RECORDS FOR PROCESSING Start Marker

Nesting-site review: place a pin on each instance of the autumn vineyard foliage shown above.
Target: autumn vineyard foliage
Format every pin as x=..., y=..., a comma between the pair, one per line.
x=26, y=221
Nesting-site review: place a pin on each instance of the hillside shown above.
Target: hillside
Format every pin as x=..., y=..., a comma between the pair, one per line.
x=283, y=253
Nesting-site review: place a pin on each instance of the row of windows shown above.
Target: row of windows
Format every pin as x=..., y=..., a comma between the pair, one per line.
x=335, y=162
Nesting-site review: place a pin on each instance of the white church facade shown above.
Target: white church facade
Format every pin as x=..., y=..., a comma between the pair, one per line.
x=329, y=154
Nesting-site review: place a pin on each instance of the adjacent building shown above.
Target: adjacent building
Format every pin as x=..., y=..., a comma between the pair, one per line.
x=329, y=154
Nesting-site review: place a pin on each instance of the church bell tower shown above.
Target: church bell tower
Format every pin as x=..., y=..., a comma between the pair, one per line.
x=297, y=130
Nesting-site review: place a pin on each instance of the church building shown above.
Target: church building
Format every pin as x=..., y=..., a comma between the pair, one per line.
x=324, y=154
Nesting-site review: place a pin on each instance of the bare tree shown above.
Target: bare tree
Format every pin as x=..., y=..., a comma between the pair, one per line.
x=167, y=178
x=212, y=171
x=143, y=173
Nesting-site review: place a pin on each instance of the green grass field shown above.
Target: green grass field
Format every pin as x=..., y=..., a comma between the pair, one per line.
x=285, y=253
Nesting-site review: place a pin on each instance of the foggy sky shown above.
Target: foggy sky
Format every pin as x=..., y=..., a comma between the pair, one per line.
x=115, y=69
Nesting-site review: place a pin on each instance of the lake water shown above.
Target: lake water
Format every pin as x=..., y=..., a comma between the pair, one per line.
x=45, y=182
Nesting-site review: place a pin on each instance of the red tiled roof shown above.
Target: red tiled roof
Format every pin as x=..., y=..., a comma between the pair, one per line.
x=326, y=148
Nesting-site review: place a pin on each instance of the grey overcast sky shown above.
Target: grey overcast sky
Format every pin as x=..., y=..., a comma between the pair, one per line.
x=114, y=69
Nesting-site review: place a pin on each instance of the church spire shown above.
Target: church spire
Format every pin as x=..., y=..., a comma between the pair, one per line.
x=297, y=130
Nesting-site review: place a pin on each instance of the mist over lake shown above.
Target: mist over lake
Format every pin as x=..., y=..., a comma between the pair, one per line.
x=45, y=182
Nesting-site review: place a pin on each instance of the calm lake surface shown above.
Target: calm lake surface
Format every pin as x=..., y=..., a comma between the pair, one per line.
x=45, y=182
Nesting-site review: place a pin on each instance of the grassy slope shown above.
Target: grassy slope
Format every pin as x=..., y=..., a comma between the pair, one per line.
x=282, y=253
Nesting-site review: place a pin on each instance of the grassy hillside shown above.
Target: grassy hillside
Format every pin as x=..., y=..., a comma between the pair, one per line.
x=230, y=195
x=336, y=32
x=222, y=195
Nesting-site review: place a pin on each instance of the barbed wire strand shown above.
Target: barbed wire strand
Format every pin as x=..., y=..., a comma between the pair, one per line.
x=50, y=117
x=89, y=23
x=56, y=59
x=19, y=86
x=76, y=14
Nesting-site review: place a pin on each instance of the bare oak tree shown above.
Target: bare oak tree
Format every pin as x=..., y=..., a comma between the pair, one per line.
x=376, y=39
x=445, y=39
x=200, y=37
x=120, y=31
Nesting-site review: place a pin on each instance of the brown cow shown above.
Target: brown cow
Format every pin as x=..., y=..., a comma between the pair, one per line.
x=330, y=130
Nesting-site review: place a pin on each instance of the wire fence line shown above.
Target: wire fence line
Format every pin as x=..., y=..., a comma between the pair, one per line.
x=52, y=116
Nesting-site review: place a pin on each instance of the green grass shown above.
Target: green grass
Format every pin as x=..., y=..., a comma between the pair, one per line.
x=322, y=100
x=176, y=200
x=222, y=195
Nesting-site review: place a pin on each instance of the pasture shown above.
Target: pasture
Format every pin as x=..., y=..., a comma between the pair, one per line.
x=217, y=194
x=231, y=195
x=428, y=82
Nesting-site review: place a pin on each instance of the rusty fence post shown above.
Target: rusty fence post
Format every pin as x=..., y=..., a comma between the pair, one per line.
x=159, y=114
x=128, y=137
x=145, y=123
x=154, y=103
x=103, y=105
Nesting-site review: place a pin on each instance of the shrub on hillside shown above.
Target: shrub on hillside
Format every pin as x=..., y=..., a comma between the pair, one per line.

RECORDS FOR PROCESSING End Marker

GOAL OF THE EXERCISE: Count each line above where the string "foggy" occurs. Give the number only.

COMPLETED EXERCISE: 2